- _Written instruction A_: Show every line from the entries below that contains the word "crown".

- _Selected text_:
──────────
Component Body Parsing
Inside a component body, the parser expects one of:
let/let mut– state fieldsignal– reactive signal fieldfn– methodstyle– scoped CSS blocktransition– CSS transition declarationsrender– template render blockerror_boundary– error handling with fallback UI
Store Body Parsing
Inside a store body:
signal– reactive state fieldaction/async action– mutation methodscomputed– derived valueseffect– side-effect callbacks
Borrow Checker
File:
compiler/src/borrow_checker.rs
Nectar implements a simplified version of Rust’s borrow checker to catch memory safety issues at compile time.
Ownership Model
Every value has a single owner. When a value is assigned to a new binding, ownership is moved and the original binding becomes invalid:
let a = create_data();
let b = a; // ownership moves to b
// a is no longer valid
Borrow Rules
The borrow checker enforces these rules:
- At any time, you can have either one mutable
reference (
&mut) or any number of immutable references (&), but not both simultaneously. - References must always be valid – a reference cannot outlive the data it points to.
- No use after move – once a value is moved, the original binding cannot be used.
Error Types
| Error Kind | Description |
|---|---|
UseAfterMove |
Value used after being moved to another binding |
DoubleMutBorrow |
Two simultaneous mutable borrows of the same value |
MutBorrowWhileImmBorrowed |
Mutable borrow while immutable borrows exist |
ImmBorrowWhileMutBorrowed |
Immutable borrow while a mutable borrow exists |
BorrowOutlivesScope |
Reference outlives the scope of the borrowed value |
AssignWhileBorrowed |
Assignment to a variable that is currently borrowed |
LifetimeViolation |
Named lifetime constraint is violated |
MissingLifetimeAnnotation |
Lifetime annotation required but not provided |
Implementation
The checker maintains a VarState for each variable
binding:
- Owned – the variable owns its value, not borrowed
- Moved – the value has been moved elsewhere
- Borrowed { count } – immutably borrowed
counttimes - MutBorrowed – mutably borrowed
It walks the AST, updating states as it encounters let bindings, assignments, borrows, and function calls. Scope boundaries trigger cleanup of borrows created within that scope.
Lifetime Validation
When functions have lifetime parameters (e.g.,
<'a>), the checker validates that:
- Returned references have a lifetime that matches or outlives the function’s declared lifetime
- References stored in data structures have appropriate lifetime annotations
- Lifetime elision rules are applied correctly for common patterns
Type Checker
File: compiler/src/type_checker.rs
Nectar uses Hindley-Milner type inference with unification.
──────────
- _Stored records_:
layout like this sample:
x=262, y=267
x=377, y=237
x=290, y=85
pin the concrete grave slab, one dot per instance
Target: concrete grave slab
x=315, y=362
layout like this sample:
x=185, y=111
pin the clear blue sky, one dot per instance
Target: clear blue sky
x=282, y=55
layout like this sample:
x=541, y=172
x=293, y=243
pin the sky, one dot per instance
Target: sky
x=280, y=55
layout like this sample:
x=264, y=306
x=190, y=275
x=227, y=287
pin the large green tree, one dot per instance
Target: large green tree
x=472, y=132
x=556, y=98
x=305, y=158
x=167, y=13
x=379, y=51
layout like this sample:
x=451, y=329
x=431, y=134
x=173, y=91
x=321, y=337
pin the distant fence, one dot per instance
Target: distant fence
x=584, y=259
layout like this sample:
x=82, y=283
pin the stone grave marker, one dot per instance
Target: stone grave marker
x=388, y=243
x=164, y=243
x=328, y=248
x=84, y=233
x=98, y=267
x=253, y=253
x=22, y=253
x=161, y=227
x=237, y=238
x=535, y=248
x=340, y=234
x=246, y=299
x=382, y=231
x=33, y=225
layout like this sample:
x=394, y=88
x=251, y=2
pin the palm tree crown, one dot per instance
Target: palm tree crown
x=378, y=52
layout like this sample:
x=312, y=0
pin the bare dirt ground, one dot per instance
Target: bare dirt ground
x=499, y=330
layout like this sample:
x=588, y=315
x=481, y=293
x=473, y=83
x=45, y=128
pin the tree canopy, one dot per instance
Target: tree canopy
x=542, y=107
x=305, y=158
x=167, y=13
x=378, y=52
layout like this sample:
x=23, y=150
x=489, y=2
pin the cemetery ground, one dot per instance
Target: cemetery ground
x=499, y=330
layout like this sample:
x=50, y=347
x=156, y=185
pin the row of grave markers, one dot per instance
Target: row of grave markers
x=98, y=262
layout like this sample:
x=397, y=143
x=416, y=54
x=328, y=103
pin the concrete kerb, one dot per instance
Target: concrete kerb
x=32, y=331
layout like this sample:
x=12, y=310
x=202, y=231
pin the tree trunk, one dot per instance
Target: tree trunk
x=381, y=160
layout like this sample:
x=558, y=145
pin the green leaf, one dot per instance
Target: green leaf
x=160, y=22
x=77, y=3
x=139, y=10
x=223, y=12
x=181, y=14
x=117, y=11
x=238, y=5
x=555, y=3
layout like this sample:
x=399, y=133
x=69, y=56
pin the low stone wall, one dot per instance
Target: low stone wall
──────────
- _Written instruction B_: Quote the passage of the compiler documentation above that begins with the words containing "Lifetime Validation" and ends with "inference with unification.".

- _Right answer A_:
pin the palm tree crown, one dot per instance
Target: palm tree crown

- _Right answer B_:
Lifetime Validation
When functions have lifetime parameters (e.g.,
<'a>), the checker validates that:
- Returned references have a lifetime that matches or outlives the function’s declared lifetime
- References stored in data structures have appropriate lifetime annotations
- Lifetime elision rules are applied correctly for common patterns
Type Checker
File: compiler/src/type_checker.rs
Nectar uses Hindley-Milner type inference with unification.